GIVEN TASK: Return every one of the records below verbatim, changing nothing.
··· ENTRIES SHOWN
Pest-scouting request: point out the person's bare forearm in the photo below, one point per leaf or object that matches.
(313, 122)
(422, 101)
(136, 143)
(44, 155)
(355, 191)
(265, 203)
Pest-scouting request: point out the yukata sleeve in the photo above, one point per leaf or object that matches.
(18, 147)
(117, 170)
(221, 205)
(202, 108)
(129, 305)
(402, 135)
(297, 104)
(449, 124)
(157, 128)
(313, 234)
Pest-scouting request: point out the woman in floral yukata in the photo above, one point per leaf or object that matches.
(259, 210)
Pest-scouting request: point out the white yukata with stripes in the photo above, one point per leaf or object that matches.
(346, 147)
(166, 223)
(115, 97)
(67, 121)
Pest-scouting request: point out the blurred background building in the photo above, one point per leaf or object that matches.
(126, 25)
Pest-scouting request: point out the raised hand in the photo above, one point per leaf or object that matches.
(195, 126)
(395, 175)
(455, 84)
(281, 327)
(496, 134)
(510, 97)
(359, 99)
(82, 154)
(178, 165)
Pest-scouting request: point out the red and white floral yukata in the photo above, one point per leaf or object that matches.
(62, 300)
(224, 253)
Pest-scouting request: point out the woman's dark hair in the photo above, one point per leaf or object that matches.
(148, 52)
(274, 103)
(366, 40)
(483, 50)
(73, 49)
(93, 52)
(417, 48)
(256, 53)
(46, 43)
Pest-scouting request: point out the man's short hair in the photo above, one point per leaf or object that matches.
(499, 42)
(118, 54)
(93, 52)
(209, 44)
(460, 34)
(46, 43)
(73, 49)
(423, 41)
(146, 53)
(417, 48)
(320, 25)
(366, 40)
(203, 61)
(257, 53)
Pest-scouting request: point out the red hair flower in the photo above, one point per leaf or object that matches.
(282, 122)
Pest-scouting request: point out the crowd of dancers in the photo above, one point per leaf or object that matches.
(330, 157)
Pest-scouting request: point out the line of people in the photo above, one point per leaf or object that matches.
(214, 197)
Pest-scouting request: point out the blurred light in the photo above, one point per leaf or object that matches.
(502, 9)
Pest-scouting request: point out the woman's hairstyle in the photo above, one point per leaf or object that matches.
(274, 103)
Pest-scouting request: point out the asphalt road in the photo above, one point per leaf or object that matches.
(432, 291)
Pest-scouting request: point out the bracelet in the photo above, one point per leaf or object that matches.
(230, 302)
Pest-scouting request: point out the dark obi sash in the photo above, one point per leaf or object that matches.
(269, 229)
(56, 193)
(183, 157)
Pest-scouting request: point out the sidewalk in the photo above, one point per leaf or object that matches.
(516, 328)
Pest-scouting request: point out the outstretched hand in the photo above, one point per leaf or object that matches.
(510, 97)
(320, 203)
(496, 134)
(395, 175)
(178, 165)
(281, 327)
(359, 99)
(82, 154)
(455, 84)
······
RESPONSE TO THE EXERCISE:
Pest-scouting request: point out the person's bare forearm in the photo below, one point per leaf or object that matches.
(313, 122)
(422, 101)
(136, 143)
(44, 155)
(355, 191)
(265, 203)
Pest-scouting request: point out the yukata sleeve in the photo above, one point per leaf or object that matches.
(18, 147)
(117, 170)
(221, 205)
(202, 108)
(129, 305)
(402, 135)
(297, 104)
(449, 124)
(157, 128)
(313, 234)
Pest-scouting request: point out the woman in floral yukata in the photo above, one point per leaf or object that matches.
(259, 210)
Pest-scouting request: point out the white yukata with stripes in the photo above, one point per leaf or object that matches.
(346, 147)
(166, 223)
(115, 97)
(67, 121)
Pest-scouting request: point out the blurred background building in the photo above, one point per leaf or object that matches.
(126, 25)
Pest-scouting request: point out the raised hand in the photo above, one point per leaf or object that matches.
(195, 126)
(395, 175)
(455, 84)
(281, 327)
(496, 134)
(510, 97)
(359, 99)
(82, 154)
(178, 165)
Pest-scouting request: point out the red and white floral yukata in the photo above, one point per leaf or object that matches.
(62, 300)
(224, 253)
Pest-scouting request: point out the woman's dark hair in the photo above, one point per leaf or object that matches.
(148, 52)
(274, 103)
(366, 40)
(483, 50)
(73, 49)
(93, 52)
(417, 48)
(256, 53)
(46, 43)
Pest-scouting request: point out the man's short hair in the photo above, one point per leaf or object that matches.
(499, 42)
(118, 54)
(93, 52)
(209, 44)
(460, 34)
(46, 43)
(73, 49)
(423, 41)
(146, 53)
(417, 48)
(320, 25)
(366, 40)
(203, 61)
(257, 53)
Pest-scouting request: point out the red hair flower in the photo above, one point per leaf or object that matches.
(282, 122)
Pest-scouting request: point out the crowd of dancers in the photo above, one point per leaf or object that matches.
(330, 157)
Pest-scouting request: point out the line of people in the photo above, one point per leaf or object that matches.
(214, 197)
Pest-scouting request: point out the blurred light in the photo above, one point per leaf or object that matches.
(502, 9)
Pest-scouting request: point out the woman's hairstyle in the photo above, one point per leaf or object that matches.
(274, 103)
Pest-scouting request: point out the asphalt road in the photo above, one point per leaf or object that matches.
(432, 291)
Pest-scouting request: point out the bracelet in the photo above, one point per leaf or object that matches.
(230, 302)
Pest-scouting request: point out the dark obi sash in the photo above, one point per leaf or object that matches.
(269, 229)
(56, 193)
(183, 157)
Pest-scouting request: point out the sidewalk in the photo above, one point per leaf or object that matches.
(516, 328)
Pest-scouting request: point out the outstretched hand in the photo above, one point per leaf or object that matches.
(510, 97)
(320, 203)
(496, 134)
(395, 175)
(178, 165)
(281, 327)
(359, 99)
(82, 154)
(455, 84)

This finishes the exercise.